▶ Rows for bounding box labeling:
+===+

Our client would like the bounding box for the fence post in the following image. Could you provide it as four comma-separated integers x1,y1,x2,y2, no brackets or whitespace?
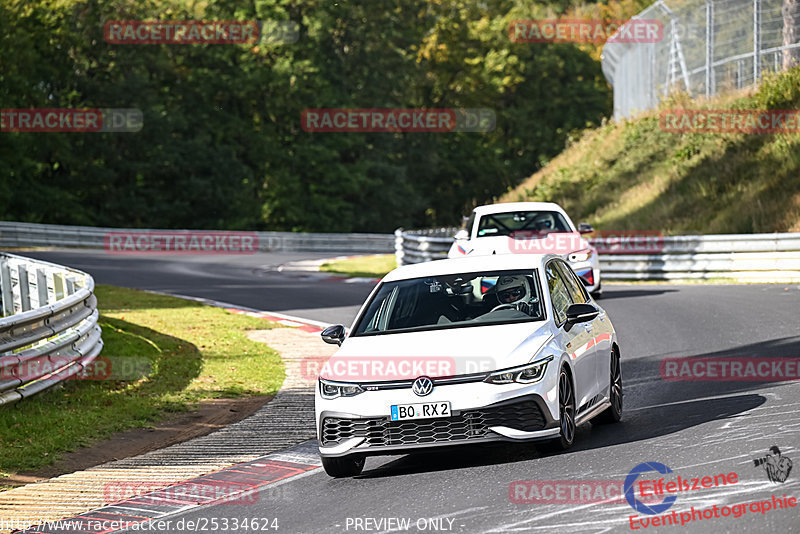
706,0,716,98
753,0,761,85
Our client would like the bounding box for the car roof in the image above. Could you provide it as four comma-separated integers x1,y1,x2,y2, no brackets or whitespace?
474,202,566,215
383,254,561,282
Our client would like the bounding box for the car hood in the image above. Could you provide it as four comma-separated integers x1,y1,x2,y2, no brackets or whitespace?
320,321,553,381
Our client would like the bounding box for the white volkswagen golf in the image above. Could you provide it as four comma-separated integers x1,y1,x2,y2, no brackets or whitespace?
315,254,622,477
447,202,603,298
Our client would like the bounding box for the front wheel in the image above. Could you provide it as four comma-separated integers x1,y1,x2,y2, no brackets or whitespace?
592,349,622,425
322,456,365,478
547,368,575,451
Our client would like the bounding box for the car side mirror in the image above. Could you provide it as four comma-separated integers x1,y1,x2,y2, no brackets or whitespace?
564,303,600,332
320,324,344,345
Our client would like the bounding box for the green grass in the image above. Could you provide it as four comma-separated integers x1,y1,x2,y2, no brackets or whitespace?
0,286,284,480
500,68,800,235
319,254,397,278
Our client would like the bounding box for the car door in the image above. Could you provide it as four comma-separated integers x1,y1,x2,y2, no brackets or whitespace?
544,260,597,408
557,261,611,404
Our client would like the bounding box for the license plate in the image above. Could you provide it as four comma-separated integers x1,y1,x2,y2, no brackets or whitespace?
391,402,451,421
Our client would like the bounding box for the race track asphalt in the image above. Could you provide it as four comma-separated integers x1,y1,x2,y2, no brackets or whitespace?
18,251,800,533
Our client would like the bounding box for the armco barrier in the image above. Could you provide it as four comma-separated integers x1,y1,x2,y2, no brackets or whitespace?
395,228,800,282
0,254,103,405
0,222,394,254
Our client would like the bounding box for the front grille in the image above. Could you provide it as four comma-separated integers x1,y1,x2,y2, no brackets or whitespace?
322,400,545,447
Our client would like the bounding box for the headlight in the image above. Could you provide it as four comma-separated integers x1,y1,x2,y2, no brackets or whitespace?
484,356,553,384
319,378,364,399
569,248,593,263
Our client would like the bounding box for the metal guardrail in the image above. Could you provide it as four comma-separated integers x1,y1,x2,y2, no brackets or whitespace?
0,222,394,254
395,228,800,282
0,254,103,405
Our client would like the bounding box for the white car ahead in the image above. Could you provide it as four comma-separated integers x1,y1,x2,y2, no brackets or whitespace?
447,202,603,298
315,254,622,477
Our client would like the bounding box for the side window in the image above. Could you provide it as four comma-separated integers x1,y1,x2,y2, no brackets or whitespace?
544,261,572,324
464,211,475,239
553,261,589,304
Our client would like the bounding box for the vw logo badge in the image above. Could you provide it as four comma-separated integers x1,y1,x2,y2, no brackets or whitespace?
411,376,433,397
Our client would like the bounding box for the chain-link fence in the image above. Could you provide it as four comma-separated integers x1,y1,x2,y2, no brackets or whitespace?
603,0,800,118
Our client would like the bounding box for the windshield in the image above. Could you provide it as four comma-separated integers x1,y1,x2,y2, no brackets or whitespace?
478,211,573,237
352,269,545,336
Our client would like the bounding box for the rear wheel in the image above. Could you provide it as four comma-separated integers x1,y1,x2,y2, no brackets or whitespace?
549,368,575,451
592,349,622,424
322,456,365,478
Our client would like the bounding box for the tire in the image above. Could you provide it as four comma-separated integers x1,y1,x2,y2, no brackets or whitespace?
592,349,623,425
547,367,575,451
322,456,366,478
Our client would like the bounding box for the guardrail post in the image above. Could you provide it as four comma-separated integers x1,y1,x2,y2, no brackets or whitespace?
34,268,49,308
8,262,22,313
706,0,716,97
0,259,14,316
17,264,31,312
394,228,405,267
46,269,58,304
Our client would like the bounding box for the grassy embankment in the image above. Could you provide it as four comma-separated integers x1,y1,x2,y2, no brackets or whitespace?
0,286,284,488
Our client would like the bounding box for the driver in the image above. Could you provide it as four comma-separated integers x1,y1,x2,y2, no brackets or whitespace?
497,275,533,314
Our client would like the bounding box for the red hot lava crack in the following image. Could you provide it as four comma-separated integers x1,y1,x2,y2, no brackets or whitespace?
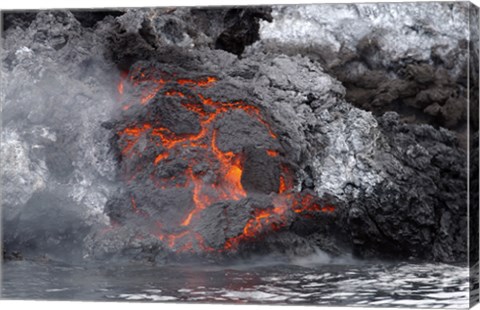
117,70,335,253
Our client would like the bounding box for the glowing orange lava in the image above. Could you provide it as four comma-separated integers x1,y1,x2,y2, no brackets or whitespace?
117,70,335,252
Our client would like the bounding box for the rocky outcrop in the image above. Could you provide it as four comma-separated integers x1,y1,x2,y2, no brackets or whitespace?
1,5,467,262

+===+

▶ WHAT IS BEING ASKED: Gather every row above that contains the string "fence" and copy each one out in full. The match is case-sensitive.

▶ RESPONSE FOR THIS EXERCISE:
Our client would like the bounding box for the fence post in the following image. Could you provide it as four comma-separated integers x1,y1,x2,y2, no brackets or whitespace?
Our client would like the bounding box for the chain-link fence in the image above. Could you provide it as four comma-separated integers x1,y1,x2,y2, no brackets or whitespace?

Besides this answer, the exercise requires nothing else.